CHALLENGE A |
Please reproduce the records from their first line through the line containing "pixel 104 230", substituting "weeping willow" for "willow tree" and leaving everything else unchanged.

EXCERPT |
Feb 28

JQ Magazine: Nippon in New York — Shinkai’s ‘Suzume’ Premiere, Baryshnikov’s ‘The Hunting Gun,’ Nemophila Rocks Gramercy

By JQ magazine editor Justin Tedaldi (CIR Kobe-shi, 2001-02). Justin has written about Japanese arts and entertainment for JETAA since 2005. For more of his articles, click here. e. 

Stay warm this winter with some hot local events, from live showcases that will transport you to another time and place, a clutch of new anime screenings, and a ballet performance you won’t want to miss.

This month’s highlights include:

Courtesy of Nyicff.org

March 3-19, Various Times

New York International Children’s Film Festival

Various Locations

Get $2.00 off tickets with the code JQ2023 at nyicff.org/tickets

New York International Children’s Film Festival is back—and back in theaters—with an all-new slate of the best films from around the world for kids and families.  Check out the highly anticipated new release Suzume, and many Japanese short films featured in the lineup–like the delightfully animated Konigiri-Kun Parasol in Shorts for Tots (ages 3-6). Japanese selections include:

Suzume (for ages 12+)

•           March 5, 5 PM @ SVA

North American premiere! From the director of the acclaimed Your Name. (NYICFF 2017). On the other side of the door, was time in its entirety…As the skies turn red and the earth trembles, Japan stands on the brink of disaster. But one determined teenager, Suzume, sets out on a mission to save her country. Able to see the supernatural forces that others can’t, it’s up to her to close the mysterious doors spreading chaos across the land. A perilous journey awaits as the fate of the country rests on her shoulders.

Courtesy of 2023.jazz.org

March 10-11, 8:00 p.m.

The Music of Toshiko Akiyoshi

Rose Theater – Jazz at Lincoln Center, Broadway & West 60th Street


For The Music of Toshiko Akiyoshi with The JLCO with Wynton Marsalis and special guest Lew Tabackin, The Jazz at Lincoln Center Orchestra with Wynton Marsalis play the monumental compositions of the iconic pianist-composer Toshiko Akiyoshi, as they are joined by her on stage for part of the performance. Akiyoshi has been a force on the international scene since 1952, and has impressed critics and audiences alike for the comprehensive mastery and fierce distillation of the language of bebop master Bud Powell that she was able to assimilate early on, and for her evocative corpus of sui generis works since 1973 for the Akiyoshi-Tabackin Orchestra with Lew Tabackin (who will play tenor saxophone and flute on this evening), combining swing, bebop, classical, and elements drawn from her Japanese heritage. There will be a free pre-concert lecture at 7 p.m. for each performance.

© Illustration by Yui Suzuki

Monday, March 13, 7:30 p.m.

I’m Trying to Understand You, But…

Japan Society, 333 East 47th Street

$15, $12 members

The 17th installment of Japan Society’s annual Play Reading Series introduces topical plays from up-and-coming playwrights in Japan to artists and audiences in the U.S.NYC-based director NJ Agwuna, winner of the 2022 Barbara Whitman Award, tackles Yuri Yamada’s timely play I’m Trying to Understand You, But… In this piece, Yamada portrays a dicey conversation between a young couple that starts as an unintended pregnancy reveal and ends in a gender-swapped discussion about how the incident came about. Two maids named Libby and Prudie give running commentary throughout the couple’s heart-to-heart. Two-time Kishida Kunio Drama Award-nominee Yamada joins in a post-show Q&A with the audience and director.

DATASET RECORDS |
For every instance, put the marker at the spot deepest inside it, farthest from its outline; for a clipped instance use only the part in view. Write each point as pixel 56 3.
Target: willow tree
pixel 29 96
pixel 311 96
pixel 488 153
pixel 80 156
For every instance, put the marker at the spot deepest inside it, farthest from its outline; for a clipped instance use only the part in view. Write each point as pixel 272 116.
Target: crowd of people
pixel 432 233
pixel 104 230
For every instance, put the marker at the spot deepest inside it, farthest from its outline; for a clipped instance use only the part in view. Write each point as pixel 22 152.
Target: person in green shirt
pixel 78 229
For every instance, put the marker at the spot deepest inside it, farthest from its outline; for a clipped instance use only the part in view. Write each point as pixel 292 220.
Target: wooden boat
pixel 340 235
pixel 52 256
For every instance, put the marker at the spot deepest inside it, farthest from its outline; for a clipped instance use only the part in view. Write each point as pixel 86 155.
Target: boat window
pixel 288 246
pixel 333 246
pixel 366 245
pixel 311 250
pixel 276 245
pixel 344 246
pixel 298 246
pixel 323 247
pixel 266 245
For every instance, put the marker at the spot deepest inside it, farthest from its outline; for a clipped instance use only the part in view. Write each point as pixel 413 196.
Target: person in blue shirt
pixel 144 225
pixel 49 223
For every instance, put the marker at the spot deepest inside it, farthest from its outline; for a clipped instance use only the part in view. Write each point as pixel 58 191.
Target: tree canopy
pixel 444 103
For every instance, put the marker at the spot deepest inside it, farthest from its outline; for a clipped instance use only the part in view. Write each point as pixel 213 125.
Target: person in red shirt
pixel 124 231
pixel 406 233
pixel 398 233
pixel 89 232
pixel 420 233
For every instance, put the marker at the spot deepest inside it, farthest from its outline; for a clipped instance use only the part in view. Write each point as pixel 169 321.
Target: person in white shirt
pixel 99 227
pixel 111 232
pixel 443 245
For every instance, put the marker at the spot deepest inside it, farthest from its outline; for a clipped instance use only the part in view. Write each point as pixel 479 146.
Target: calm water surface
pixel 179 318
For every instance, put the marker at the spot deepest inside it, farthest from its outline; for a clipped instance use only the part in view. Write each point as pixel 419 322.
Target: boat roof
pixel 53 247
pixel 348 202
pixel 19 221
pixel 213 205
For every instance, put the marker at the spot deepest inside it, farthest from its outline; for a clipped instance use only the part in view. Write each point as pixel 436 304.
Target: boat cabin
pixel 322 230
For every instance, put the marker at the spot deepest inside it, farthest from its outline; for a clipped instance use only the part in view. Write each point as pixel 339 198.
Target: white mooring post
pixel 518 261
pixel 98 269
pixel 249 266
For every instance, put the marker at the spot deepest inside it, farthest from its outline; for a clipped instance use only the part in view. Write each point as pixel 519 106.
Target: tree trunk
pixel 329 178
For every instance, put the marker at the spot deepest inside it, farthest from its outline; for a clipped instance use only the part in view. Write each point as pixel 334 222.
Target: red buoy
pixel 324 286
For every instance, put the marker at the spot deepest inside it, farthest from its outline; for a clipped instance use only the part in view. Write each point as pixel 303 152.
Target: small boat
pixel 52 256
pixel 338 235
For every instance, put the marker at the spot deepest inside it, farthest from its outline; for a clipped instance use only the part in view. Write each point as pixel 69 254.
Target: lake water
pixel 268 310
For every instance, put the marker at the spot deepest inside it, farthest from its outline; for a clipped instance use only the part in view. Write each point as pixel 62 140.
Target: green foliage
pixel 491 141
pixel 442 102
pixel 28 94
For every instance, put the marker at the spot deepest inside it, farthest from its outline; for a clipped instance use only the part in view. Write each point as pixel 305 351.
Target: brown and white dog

CHALLENGE B |
Condense the paragraph of the JQ Magazine article that begins "The 17th installment of Japan Society’s" into a short bulleted list that keeps its main facts.

RESPONSE A |
For every instance, put the marker at the spot deepest inside it, farthest from its outline; for a clipped instance use only the part in view. Write each point as pixel 56 3.
Target: weeping willow
pixel 29 96
pixel 311 96
pixel 488 153
pixel 80 156
For every instance, put the marker at the spot deepest inside it, farthest from its outline; for a clipped instance use only the part in view. Write each point as pixel 272 116.
Target: crowd of people
pixel 432 233
pixel 104 230

RESPONSE B |
- Japan Society's annual Play Reading Series, now in its 17th installment, brings topical plays by up-and-coming Japanese playwrights to U.S. artists and audiences.
- NYC-based director NJ Agwuna, winner of the 2022 Barbara Whitman Award, takes on Yuri Yamada's play I'm Trying to Understand You, But…
- The play shows a young couple's conversation that starts as an unintended pregnancy reveal and ends in a gender-swapped discussion of how it happened.
- Two maids, Libby and Prudie, give running commentary throughout.
- Yamada, a two-time Kishida Kunio Drama Award nominee, joins a post-show Q&A with the audience and director.